▶ [PROBLEM]: Every entry is to be returned exactly as it stands; the pictures are to be dropped.

BEGIN PROVIDED RECORDS

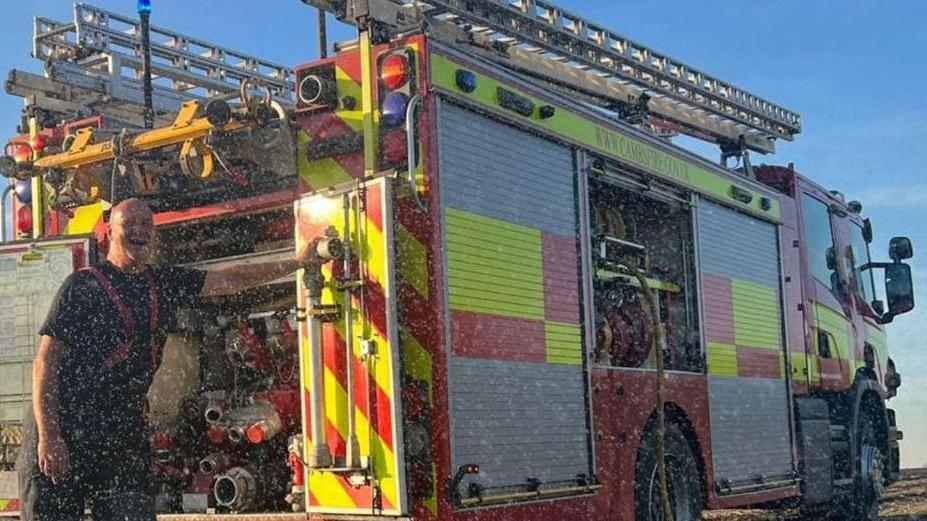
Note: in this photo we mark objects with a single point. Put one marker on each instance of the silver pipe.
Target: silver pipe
(321, 455)
(410, 148)
(6, 192)
(352, 448)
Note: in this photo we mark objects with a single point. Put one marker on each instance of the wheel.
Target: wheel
(682, 475)
(871, 461)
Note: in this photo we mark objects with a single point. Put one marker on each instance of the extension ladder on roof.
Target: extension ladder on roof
(95, 62)
(600, 61)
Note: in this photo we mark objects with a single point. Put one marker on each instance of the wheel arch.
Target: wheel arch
(677, 415)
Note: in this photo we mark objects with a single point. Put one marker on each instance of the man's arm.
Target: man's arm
(54, 459)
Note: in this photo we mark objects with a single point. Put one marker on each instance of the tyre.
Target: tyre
(684, 483)
(870, 461)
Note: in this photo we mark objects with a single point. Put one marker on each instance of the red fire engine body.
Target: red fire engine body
(505, 275)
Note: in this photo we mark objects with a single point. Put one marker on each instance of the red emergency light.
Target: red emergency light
(394, 71)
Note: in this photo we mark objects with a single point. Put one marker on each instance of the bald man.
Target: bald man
(100, 347)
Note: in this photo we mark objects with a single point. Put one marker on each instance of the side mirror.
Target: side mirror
(899, 249)
(878, 306)
(831, 257)
(899, 288)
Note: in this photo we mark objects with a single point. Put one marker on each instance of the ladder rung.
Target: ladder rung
(540, 24)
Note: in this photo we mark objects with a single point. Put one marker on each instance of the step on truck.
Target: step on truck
(526, 302)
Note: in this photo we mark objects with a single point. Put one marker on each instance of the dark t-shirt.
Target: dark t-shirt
(103, 407)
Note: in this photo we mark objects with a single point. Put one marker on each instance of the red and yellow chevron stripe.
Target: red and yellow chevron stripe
(9, 505)
(374, 385)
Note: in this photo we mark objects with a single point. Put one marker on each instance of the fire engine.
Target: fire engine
(526, 302)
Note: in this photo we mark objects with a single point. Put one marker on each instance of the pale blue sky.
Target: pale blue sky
(854, 69)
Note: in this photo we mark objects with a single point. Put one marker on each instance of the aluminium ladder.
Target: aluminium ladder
(569, 51)
(94, 63)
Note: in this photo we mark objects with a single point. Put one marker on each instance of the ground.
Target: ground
(903, 501)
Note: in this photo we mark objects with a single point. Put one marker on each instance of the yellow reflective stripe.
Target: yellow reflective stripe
(577, 128)
(722, 359)
(494, 266)
(327, 489)
(412, 260)
(564, 343)
(756, 315)
(837, 326)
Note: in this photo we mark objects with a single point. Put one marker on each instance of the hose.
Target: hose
(661, 391)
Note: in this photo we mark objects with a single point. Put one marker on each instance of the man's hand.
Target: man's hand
(54, 457)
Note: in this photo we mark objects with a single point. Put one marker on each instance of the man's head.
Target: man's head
(131, 234)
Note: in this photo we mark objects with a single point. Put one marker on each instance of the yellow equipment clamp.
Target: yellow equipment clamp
(188, 130)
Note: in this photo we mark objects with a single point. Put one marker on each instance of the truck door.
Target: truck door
(827, 303)
(870, 351)
(30, 274)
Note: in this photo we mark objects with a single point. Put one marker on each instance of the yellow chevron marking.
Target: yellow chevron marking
(85, 219)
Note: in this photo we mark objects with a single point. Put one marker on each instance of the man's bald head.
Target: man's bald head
(131, 233)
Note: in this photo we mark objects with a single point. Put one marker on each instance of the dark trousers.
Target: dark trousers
(113, 482)
(114, 487)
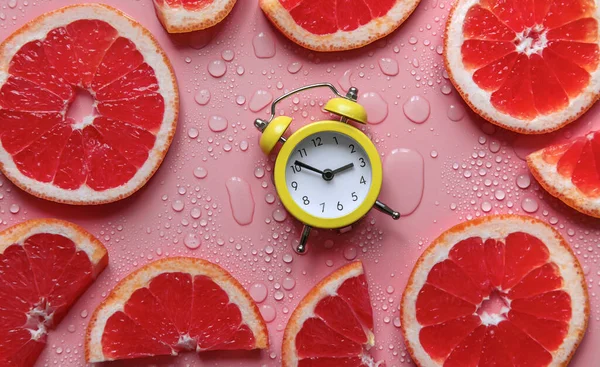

END PROVIDED RECORDS

▶ [EXERCISE RESPONSE]:
Note: in this photo we mark objects with a single point. Put one marker on each instance of the silver pipe.
Target: silver pipe
(321, 455)
(410, 148)
(6, 192)
(352, 448)
Note: in this photo we mark objects with a single point. Put one marker on each instance of the wheel.
Target: wheel
(682, 475)
(871, 461)
Note: in this photo we mark objects with a single point. Put one marker on each instance of the extension ladder on roof.
Target: extension ladder on roof
(95, 62)
(600, 61)
Note: in this photo we mark objects with a single point. Put one marker on each instance of the wheel arch.
Target: wheel arch
(677, 415)
Note: in this photo we mark objects with a single point. Put one marker on each instance of the man's arm.
Target: man's arm
(54, 459)
Note: in this photo we mark objects with a single point. Put one marker on each instance of the tyre.
Target: tyre
(684, 483)
(870, 461)
Note: in this photo we mark objects with a single point. Put one marker on each instance of the red fire engine body.
Target: red fire engine body
(505, 275)
Note: in this photo we mark objects with a single point. Put one marker on each instance of the red emergency light.
Target: red emergency light
(394, 71)
Note: in this photo we mark objects with a single point. Put one marker on each instance of the bald man.
Target: bald man
(100, 347)
Note: in this photo we mark objects with a single point. Put one marker on each instance of the side mirror.
Target: side mirror
(899, 249)
(878, 306)
(831, 257)
(899, 288)
Note: in this photo we mark objects with a single point. Put one marker on each instance of the ladder rung.
Target: ladder rung
(540, 24)
Note: in this photo we mark objects with a single point. Put one marker on each instance of the step on truck.
Target: step on truck
(526, 302)
Note: in this photo we mark objects with a single point. Put one marker on each instance of the dark t-shirt.
Target: dark t-shirt
(103, 407)
Note: in this photo we mark objects with a single point. Put one marker on each instance of the red and yellow chevron stripe.
Target: red and yellow chevron stripe
(9, 505)
(374, 385)
Note: in this photo we mark objects with a single point. Put one marker on each instance of the fire engine.
Target: fire engine
(526, 302)
Note: in this photo we mark objects with a single point. Put one marker on each instance of the pale blue sky.
Target: pale blue sky
(854, 69)
Note: in this photo we mark objects with a single point. Put one marker on each instance of the aluminium ladder.
Target: aluminium ladder
(569, 51)
(94, 63)
Note: in this photo we mark objects with a single point. Put one marker on each instance of the ground.
Target: ground
(903, 501)
Note: in this photo we mark objects with a single point. Put one marker on each instance of the yellow reflective stripe.
Target: yellow reflective stripe
(577, 128)
(722, 359)
(494, 266)
(327, 489)
(412, 260)
(564, 343)
(756, 315)
(837, 326)
Note: in this photo we mark objects with a single point. Put one marker on each instance of the hose.
Target: hose
(661, 391)
Note: in this photo we mark objects with a single point. Put one marker on each instance of the man's hand.
Target: man's hand
(54, 457)
Note: in this photo we mark objects with a single point. Put one marker on each instance of the man's head.
Target: man's head
(131, 234)
Note: in this photo we mark objects with a single point. Put one marker on each instance of the yellow equipment clamp.
Target: yellow equipment clamp
(188, 130)
Note: in this photo we mark objects with a single point. Put one marker on each instance of the truck door.
Target: truck door
(827, 303)
(870, 351)
(30, 274)
Note: in this photo we mark objects with a single point. Put one marker on each instance of the yellow chevron marking.
Target: yellow chevron marking
(85, 219)
Note: in this photo we mark objects with a single point. Put one marker on each instance of the man's bald head.
Target: man's bald head
(131, 233)
Note: in this photo we mark objects with a single point. Put one marker on each instance of the dark trousers.
Target: dark trousers
(113, 482)
(114, 487)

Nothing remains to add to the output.